__Parts of the exercise__:
a) In the case note on SSRL, since when has the tenant been in administration?
b) Please rewrite the case note on SSRL from "Original news" to "since September 2014.", substituting "lessor" for "landlord".

A new lease of life—lessons for administrators following SSRL—Re SSRL Realisations Ltd (In Administration)

A new lease of life—lessons for administrators following SSRL—Re SSRL Realisations Ltd (In Administration)

28 Sep 2015 | 6 min read
A new lease of life—lessons for administrators following SSRL—Re SSRL Realisations Ltd (In Administration)

Blair Leahy, barrister at 20 Essex Street Chambers, explores the decision in Re SSRL Realisations Ltd and the lessons for administrators when faced with a dispute over a lease in the context of administration.

Original news

Re SSRL Realisations Ltd (In Administration) [2015] EWHC 2590 (Ch), [2015] All ER (D) 74 (Sep)

The applicant landlord applied for permission to forfeit the lease held by the fourth respondent tenant, which was in administration, by peaceable re-entry. The Companies Court, in allowing the application, held that the purpose of the administration would not be impeded by granting the landlord permission to pursue its proprietary rights and that there was no identifiable purpose of the administration which would be served by limiting the landlord to seeking forfeiture by legal proceedings, rather than by peaceable re-entry.

What were the facts of the case?

The case involved an application by a landlord relating to a lease of a prime Brunswick Centre property where the tenant, SSRL Realisations Limited (SSRL), has been in administration since September 2014.

The administrators had sold the business and assets of SSRL to a third party (Newco) and had also given Newco a licence to occupy, and trade from the property pending an application for consent to assign.

__Data excerpts__:
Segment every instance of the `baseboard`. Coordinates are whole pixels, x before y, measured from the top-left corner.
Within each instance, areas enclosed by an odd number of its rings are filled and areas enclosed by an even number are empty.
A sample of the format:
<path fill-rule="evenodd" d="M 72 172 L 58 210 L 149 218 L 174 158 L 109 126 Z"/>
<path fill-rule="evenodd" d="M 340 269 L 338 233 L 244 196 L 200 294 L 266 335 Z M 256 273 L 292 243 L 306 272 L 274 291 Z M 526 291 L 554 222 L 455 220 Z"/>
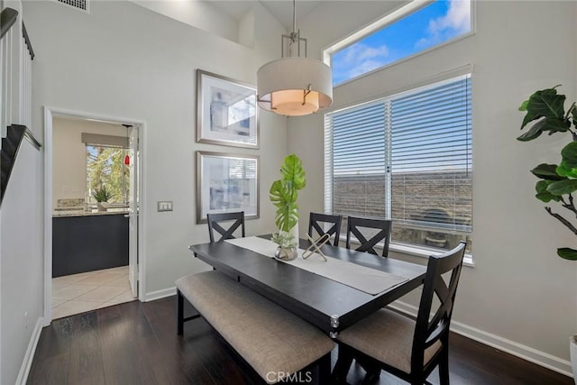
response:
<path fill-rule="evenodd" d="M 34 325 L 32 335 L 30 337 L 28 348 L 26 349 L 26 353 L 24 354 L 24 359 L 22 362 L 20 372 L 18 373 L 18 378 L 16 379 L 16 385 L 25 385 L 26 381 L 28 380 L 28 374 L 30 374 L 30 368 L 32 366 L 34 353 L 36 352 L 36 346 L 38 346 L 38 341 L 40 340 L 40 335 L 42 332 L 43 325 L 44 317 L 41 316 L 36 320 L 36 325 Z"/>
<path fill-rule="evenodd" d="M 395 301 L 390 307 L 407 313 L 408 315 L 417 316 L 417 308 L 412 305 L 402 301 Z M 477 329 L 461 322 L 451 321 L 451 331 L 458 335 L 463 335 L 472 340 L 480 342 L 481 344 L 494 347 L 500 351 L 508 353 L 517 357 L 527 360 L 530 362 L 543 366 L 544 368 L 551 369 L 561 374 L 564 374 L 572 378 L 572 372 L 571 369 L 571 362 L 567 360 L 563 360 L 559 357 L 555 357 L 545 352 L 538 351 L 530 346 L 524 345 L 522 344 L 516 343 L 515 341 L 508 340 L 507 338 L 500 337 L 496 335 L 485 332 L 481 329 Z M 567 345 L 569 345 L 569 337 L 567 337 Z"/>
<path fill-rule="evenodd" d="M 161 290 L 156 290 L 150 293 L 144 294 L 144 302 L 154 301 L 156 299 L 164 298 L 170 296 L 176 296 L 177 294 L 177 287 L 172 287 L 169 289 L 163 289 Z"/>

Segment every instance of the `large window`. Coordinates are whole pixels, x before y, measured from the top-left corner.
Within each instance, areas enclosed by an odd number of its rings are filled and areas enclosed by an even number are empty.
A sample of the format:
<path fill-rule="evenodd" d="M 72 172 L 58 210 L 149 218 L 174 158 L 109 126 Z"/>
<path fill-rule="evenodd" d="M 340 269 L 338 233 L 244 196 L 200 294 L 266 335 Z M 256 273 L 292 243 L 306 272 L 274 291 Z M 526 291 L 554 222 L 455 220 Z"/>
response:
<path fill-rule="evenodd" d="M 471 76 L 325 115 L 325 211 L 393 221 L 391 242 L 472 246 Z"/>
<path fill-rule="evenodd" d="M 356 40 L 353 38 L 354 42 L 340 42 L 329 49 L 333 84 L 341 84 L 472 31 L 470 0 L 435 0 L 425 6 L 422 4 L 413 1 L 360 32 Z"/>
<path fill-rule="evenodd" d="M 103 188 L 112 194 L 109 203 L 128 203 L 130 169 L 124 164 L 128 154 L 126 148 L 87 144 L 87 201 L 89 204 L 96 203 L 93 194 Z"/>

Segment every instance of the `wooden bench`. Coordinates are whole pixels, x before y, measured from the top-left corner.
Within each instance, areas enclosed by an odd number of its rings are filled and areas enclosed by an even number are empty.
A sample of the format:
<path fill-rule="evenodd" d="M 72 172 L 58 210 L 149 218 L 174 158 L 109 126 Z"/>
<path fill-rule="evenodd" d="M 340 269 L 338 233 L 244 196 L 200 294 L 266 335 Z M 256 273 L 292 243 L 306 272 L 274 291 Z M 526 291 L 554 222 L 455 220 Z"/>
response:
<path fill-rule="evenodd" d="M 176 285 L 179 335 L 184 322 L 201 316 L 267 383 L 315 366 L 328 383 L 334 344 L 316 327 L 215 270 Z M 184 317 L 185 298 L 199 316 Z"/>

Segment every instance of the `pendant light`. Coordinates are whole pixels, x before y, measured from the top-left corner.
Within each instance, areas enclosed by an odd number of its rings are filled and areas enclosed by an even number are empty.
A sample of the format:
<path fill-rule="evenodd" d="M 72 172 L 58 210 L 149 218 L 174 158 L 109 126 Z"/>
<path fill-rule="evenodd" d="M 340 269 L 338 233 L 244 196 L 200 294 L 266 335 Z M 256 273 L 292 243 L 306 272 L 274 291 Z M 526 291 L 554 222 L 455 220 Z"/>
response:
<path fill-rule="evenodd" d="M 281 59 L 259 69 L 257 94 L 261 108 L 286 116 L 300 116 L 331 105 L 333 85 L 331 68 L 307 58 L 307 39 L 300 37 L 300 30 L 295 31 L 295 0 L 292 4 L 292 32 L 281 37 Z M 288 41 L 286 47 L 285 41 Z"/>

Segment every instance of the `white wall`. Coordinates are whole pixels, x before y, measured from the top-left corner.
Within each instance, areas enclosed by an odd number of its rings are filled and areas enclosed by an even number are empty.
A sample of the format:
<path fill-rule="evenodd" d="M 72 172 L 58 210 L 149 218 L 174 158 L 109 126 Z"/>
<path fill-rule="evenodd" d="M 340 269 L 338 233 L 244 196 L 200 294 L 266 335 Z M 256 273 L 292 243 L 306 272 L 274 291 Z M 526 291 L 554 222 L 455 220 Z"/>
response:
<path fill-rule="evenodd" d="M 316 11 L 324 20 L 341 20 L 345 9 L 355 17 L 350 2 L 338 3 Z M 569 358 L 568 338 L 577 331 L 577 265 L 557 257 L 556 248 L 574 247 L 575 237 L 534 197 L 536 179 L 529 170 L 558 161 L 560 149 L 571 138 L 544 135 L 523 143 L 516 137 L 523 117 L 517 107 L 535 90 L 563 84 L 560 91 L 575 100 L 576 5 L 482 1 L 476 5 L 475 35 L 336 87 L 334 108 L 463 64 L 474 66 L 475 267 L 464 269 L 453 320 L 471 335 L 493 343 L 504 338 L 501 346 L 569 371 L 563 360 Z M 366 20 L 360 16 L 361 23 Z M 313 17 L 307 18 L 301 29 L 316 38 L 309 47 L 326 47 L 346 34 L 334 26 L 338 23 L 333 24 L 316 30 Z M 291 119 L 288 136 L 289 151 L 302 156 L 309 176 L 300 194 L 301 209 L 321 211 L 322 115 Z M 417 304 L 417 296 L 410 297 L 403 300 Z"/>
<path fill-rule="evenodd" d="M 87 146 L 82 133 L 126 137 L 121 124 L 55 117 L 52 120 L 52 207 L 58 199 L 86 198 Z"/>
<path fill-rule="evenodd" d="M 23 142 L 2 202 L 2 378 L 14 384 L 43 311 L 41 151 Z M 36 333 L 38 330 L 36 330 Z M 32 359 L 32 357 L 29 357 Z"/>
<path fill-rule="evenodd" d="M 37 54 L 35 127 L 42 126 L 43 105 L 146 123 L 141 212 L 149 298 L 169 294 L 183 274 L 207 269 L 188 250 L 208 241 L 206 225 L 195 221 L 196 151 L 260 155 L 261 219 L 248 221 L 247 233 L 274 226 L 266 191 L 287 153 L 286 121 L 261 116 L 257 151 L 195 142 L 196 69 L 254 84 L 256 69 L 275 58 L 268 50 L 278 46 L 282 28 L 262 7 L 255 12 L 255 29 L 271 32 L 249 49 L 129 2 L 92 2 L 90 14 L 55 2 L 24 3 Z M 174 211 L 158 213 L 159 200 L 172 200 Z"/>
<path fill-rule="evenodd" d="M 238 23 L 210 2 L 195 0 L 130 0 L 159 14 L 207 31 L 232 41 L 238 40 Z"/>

__Answers to the exercise__:
a) Since September 2014.

b)
Original news

Re SSRL Realisations Ltd (In Administration) [2015] EWHC 2590 (Ch), [2015] All ER (D) 74 (Sep)

The applicant lessor applied for permission to forfeit the lease held by the fourth respondent tenant, which was in administration, by peaceable re-entry. The Companies Court, in allowing the application, held that the purpose of the administration would not be impeded by granting the lessor permission to pursue its proprietary rights and that there was no identifiable purpose of the administration which would be served by limiting the lessor to seeking forfeiture by legal proceedings, rather than by peaceable re-entry.

What were the facts of the case?

The case involved an application by a lessor relating to a lease of a prime Brunswick Centre property where the tenant, SSRL Realisations Limited (SSRL), has been in administration since September 2014.